__SELECTED EXTRACT__
However, an additional complexity is that the curly brace count into which you place the expression must match the number of dollar symbols ($) you place at the beginning of the string. For example, two dollar symbols would require each expression to be surrounded by two curly braces. Listing 2.20 provides an example such that curly braces surround mobius in Output 2.11. (Two dollar symbols require two curly braces to render the name expression, resulting in a curly brace pair in the output because there are three curly brace pairs used in the code.)
Additionally, Listing 2.20 demonstrates a multiline version of raw string literals (multiline raw string literals).
Note that even though the code is indented in Listing 2.20, the output is not indented. All whitespace to the left of the closing triple quotes—for all lines of the raw string literal—is removed. The start of the closing triple quotes, therefore, establishes the character column that will be leftmost in the output. For this reason, there can be nothing but whitespace to the left of the first quote of the closing triple quotes column or else the complier will emit a compile warning.

__SET TASK__
Answer these questions from the passage on raw string literals.
(a) How many curly braces must surround each expression when a string begins with two dollar symbols?
(b) What is removed from all lines of a multiline raw string literal?
(c) What results if anything other than whitespace stands to the left of the first quote of the closing triple quotes?

__SOURCE MATERIAL__
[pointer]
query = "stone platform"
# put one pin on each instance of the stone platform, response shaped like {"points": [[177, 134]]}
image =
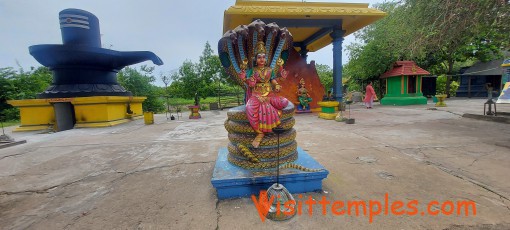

__FINISHED TASK__
(a) Two curly braces.
(b) All whitespace to the left of the closing triple quotes.
(c) The compiler emits a compile warning.